• _Yapılacak işler_:
1) ABD'nin Kasım sonrasındaki geleceğini soran yazıyı baştan sona, hiçbir değişiklik yapmadan alıntılayın.
2) Satırlarda "distant tree line;" ifadesinin geçtiği satırdan "[(436, 226)]" ifadesinin geçtiği satıra kadar uzanan kısmı, iki uç da dahil olmak üzere aynen yazdırın ve başka hiçbir şey eklemeyin.

• _Alıntı_:

1c88d62b-1904-4557-bc13-d54d73a11b04.jpg

Amerika Birleşik Devletleri Kasım ayından sonra var olacak mı?

Paul Craig Roberts'in başlık olarak vurgu yaptığı "Kasım" ayı, tıpkı "Berlin Duvarı'nın yıkılması" olayının Sovyet Sosyalist Cumhuriyetler Birliği'nin dağılmasına kadar uzanan simgeselliği gibi Amerika Birleşik Devletleri'nin dağılması ile ilgili bir simgeselliği içinde barındırıyor olmasın?!

14 Ağustos 2022 Pazar

İNTİZAR - Amerikalı bir ekonomist ve yazar olan ve Amerika Birleşik Devletleri federal hükümetinde bir alt kabine ofisinin yanı sıra çeşitli ABD üniversitelerinde öğretim görevlerinde bulunan, Başkan Ronald Reagan'ın altında Birleşik Devletler Ekonomi Politikası Hazine Müsteşar Yardımcısı olarak görev yapmış olan bir doktoralı analist yazar olan Paul Craig Roberts yazısına bu başlığı koymayı uygun bulmuş:  Amerika Birleşik Devletleri Kasım ayından sonra var olacak mı?

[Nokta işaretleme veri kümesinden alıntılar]
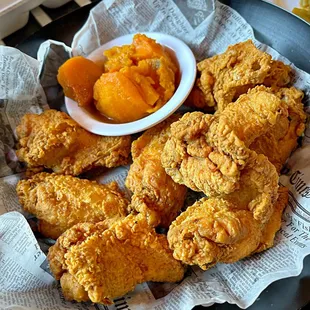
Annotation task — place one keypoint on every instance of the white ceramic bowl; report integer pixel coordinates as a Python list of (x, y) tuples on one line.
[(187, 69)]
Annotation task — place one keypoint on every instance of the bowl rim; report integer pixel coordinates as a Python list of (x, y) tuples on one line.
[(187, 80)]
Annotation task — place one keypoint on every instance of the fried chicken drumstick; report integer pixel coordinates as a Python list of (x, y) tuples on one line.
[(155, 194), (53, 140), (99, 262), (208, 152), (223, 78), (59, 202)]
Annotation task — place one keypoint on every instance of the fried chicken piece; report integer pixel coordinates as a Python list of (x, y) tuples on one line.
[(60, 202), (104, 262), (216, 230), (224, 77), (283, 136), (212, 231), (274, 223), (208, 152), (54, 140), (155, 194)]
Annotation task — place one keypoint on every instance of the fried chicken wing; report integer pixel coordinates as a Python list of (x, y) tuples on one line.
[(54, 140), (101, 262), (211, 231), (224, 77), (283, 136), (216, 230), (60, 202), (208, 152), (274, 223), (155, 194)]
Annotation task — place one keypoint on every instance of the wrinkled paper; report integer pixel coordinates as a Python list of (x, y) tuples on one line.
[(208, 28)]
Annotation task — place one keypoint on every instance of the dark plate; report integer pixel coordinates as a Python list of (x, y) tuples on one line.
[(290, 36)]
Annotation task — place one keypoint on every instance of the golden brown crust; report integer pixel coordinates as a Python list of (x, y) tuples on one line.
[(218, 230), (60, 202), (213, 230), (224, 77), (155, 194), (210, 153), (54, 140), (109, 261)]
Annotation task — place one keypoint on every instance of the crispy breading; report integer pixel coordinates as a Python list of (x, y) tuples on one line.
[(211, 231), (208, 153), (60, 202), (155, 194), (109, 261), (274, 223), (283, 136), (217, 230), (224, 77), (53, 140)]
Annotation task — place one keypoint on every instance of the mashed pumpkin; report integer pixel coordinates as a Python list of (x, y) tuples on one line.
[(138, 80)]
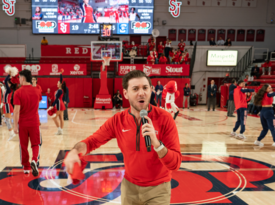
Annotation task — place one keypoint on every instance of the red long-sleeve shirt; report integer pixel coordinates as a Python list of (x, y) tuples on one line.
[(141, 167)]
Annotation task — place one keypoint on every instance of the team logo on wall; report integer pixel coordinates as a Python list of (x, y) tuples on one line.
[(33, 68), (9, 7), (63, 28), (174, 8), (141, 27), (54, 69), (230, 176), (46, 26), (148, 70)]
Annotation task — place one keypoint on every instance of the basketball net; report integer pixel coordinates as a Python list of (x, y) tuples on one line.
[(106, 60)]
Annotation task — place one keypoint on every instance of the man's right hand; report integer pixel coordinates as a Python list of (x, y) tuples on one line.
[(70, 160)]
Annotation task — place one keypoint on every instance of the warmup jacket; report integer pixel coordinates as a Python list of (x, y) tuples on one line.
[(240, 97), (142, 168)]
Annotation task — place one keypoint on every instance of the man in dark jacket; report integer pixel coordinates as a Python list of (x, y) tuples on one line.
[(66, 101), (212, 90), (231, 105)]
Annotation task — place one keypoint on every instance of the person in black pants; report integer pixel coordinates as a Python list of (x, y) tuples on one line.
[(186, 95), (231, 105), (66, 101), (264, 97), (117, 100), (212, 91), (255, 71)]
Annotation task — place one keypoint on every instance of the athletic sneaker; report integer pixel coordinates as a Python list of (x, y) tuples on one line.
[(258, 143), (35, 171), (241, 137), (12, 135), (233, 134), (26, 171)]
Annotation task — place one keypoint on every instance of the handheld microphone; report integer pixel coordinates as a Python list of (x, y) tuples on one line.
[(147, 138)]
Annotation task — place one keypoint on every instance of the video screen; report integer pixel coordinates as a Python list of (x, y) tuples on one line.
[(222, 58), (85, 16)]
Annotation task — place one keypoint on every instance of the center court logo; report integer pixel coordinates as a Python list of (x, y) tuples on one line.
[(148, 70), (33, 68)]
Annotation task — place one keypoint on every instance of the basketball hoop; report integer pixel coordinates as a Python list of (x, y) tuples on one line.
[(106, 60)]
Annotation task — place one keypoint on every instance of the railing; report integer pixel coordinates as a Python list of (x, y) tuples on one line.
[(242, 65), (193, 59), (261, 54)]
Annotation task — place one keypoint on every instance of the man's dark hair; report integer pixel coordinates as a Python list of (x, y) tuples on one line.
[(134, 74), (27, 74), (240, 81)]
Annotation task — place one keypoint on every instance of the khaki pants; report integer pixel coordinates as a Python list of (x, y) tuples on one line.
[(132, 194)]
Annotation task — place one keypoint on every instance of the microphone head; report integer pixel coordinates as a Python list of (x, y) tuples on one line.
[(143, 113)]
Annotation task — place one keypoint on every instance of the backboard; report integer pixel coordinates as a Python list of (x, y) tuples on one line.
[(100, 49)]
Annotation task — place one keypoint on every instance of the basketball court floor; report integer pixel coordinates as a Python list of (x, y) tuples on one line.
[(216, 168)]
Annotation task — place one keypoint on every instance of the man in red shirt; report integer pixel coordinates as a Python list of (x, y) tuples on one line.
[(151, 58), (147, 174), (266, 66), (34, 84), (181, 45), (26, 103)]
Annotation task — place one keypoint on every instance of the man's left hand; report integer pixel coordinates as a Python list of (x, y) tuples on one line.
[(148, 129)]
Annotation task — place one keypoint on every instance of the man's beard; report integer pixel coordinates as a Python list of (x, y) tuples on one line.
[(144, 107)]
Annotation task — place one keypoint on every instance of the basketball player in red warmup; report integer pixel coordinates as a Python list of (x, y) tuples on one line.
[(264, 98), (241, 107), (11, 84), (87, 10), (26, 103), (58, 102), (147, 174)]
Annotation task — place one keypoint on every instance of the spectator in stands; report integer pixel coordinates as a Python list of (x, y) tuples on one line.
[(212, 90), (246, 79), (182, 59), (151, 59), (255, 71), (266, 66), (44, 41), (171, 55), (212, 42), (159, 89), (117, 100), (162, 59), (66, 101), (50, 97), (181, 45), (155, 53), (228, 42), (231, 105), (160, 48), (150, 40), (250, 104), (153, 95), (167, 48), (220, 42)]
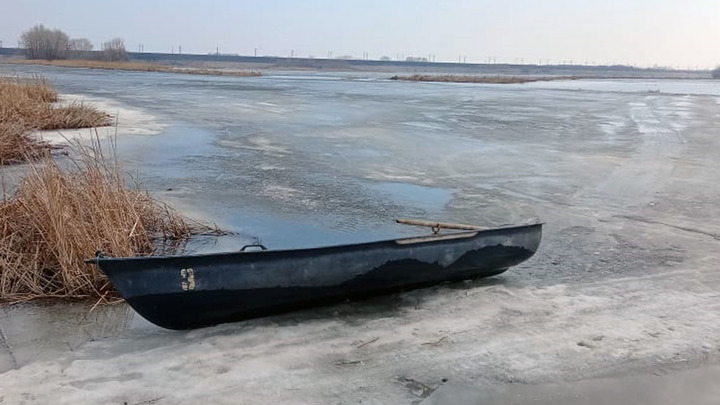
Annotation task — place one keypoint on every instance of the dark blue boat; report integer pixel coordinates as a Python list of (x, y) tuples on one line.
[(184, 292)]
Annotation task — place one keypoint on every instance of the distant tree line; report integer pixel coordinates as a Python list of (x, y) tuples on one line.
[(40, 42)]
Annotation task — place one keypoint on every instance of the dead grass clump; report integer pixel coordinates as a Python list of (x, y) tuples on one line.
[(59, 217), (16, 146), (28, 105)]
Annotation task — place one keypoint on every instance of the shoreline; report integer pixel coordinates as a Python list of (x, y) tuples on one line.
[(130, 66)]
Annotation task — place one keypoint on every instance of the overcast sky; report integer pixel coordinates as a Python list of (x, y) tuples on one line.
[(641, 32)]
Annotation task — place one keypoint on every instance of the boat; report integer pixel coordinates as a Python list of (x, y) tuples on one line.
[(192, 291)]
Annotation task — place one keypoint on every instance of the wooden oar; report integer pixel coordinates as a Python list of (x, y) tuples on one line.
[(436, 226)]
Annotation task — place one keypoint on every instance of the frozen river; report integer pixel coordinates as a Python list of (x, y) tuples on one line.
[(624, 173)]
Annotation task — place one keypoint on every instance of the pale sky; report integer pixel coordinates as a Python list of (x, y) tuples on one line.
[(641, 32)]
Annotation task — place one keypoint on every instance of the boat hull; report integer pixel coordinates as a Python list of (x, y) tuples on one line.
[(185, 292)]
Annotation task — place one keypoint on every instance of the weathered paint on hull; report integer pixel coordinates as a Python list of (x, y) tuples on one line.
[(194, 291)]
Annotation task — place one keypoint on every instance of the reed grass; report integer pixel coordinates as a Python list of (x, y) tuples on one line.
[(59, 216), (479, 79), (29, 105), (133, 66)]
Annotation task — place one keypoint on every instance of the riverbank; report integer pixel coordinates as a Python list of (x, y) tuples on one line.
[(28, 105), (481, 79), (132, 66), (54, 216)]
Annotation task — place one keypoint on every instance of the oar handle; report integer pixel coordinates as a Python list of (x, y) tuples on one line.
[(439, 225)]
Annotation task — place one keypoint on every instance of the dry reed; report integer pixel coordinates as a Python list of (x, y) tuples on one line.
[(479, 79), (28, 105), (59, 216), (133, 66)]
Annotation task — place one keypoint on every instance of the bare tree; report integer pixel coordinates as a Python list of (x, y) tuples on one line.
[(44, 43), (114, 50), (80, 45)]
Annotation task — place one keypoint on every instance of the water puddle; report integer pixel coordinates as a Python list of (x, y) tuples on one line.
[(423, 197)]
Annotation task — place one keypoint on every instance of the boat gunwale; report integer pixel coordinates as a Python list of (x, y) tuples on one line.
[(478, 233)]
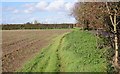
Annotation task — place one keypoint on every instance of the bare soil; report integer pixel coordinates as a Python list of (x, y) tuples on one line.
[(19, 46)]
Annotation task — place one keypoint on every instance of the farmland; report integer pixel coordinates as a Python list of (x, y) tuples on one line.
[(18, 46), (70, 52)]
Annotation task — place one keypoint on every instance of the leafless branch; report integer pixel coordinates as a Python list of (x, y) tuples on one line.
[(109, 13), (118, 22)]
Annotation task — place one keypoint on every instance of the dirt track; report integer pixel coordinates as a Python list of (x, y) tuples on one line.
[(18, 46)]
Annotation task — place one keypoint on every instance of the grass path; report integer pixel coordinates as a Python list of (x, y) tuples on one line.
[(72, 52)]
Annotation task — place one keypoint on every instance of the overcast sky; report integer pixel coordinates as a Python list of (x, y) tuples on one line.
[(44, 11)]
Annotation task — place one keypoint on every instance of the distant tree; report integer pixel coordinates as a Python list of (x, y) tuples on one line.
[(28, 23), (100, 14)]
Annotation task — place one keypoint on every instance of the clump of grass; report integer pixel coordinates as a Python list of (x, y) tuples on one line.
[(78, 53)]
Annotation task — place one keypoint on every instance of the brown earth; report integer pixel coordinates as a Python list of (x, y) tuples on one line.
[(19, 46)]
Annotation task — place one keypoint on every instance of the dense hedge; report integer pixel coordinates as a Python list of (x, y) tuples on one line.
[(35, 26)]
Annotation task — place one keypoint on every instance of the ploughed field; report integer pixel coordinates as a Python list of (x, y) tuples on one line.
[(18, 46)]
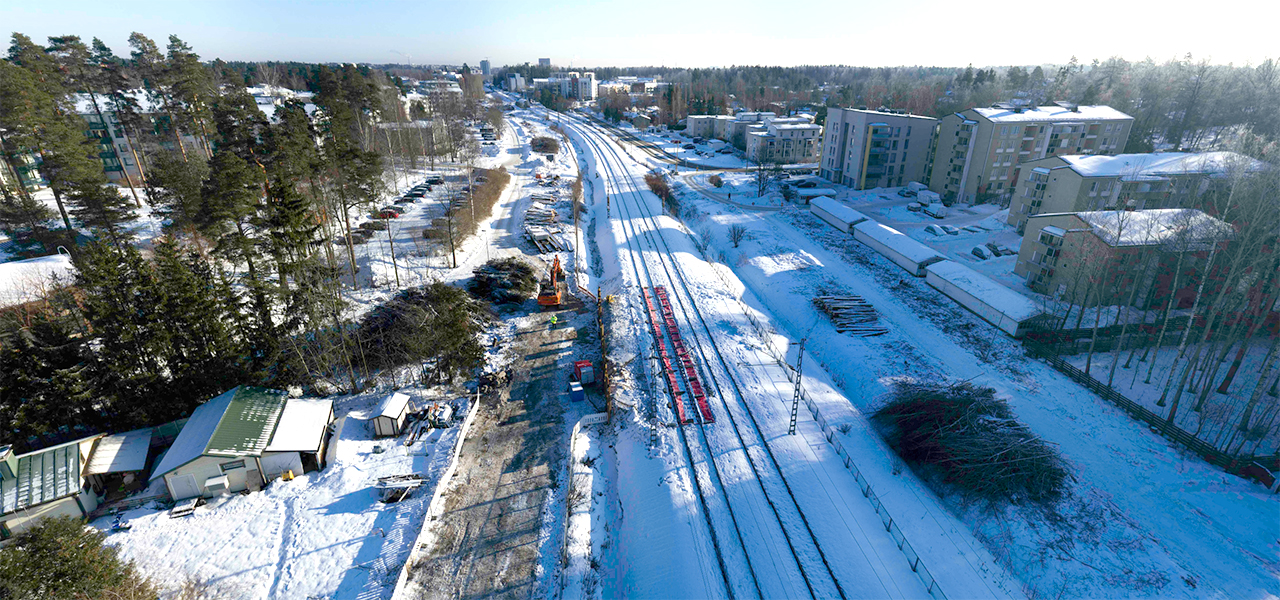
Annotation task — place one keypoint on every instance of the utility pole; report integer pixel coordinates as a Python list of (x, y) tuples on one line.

• _Sorunların yanıtları_:
1)
1c88d62b-1904-4557-bc13-d54d73a11b04.jpg

Amerika Birleşik Devletleri Kasım ayından sonra var olacak mı?

Paul Craig Roberts'in başlık olarak vurgu yaptığı "Kasım" ayı, tıpkı "Berlin Duvarı'nın yıkılması" olayının Sovyet Sosyalist Cumhuriyetler Birliği'nin dağılmasına kadar uzanan simgeselliği gibi Amerika Birleşik Devletleri'nin dağılması ile ilgili bir simgeselliği içinde barındırıyor olmasın?!

14 Ağustos 2022 Pazar

İNTİZAR - Amerikalı bir ekonomist ve yazar olan ve Amerika Birleşik Devletleri federal hükümetinde bir alt kabine ofisinin yanı sıra çeşitli ABD üniversitelerinde öğretim görevlerinde bulunan, Başkan Ronald Reagan'ın altında Birleşik Devletler Ekonomi Politikası Hazine Müsteşar Yardımcısı olarak görev yapmış olan bir doktoralı analist yazar olan Paul Craig Roberts yazısına bu başlığı koymayı uygun bulmuş:  Amerika Birleşik Devletleri Kasım ayından sonra var olacak mı?

2)
Annotation task — place one keypoint on every instance of the distant tree line; report integer pixel coordinates as a Python list of (x, y) tuples on one line.
[(40, 42)]
Annotation task — place one keypoint on every instance of the dead grass clump; report integer pixel coordinates as a Python list of (x, y) tuples on one line.
[(59, 217), (16, 146), (28, 105)]
Annotation task — place one keypoint on every instance of the shoreline; report integer pixel coordinates as a Python list of (x, y) tuples on one line.
[(130, 66)]
Annotation task — place one keypoint on every instance of the overcast sky; report integer pixel coordinates as a Python list of (x, y) tuples on one line.
[(641, 32)]
Annotation task — place one keypoint on every instance of the boat; report integer pixel coordinates as a Python list of (x, y) tuples on one line.
[(192, 291)]
Annotation task — place one keypoint on every instance of the wooden oar; report integer pixel coordinates as a Python list of (x, y) tuples on one line.
[(436, 226)]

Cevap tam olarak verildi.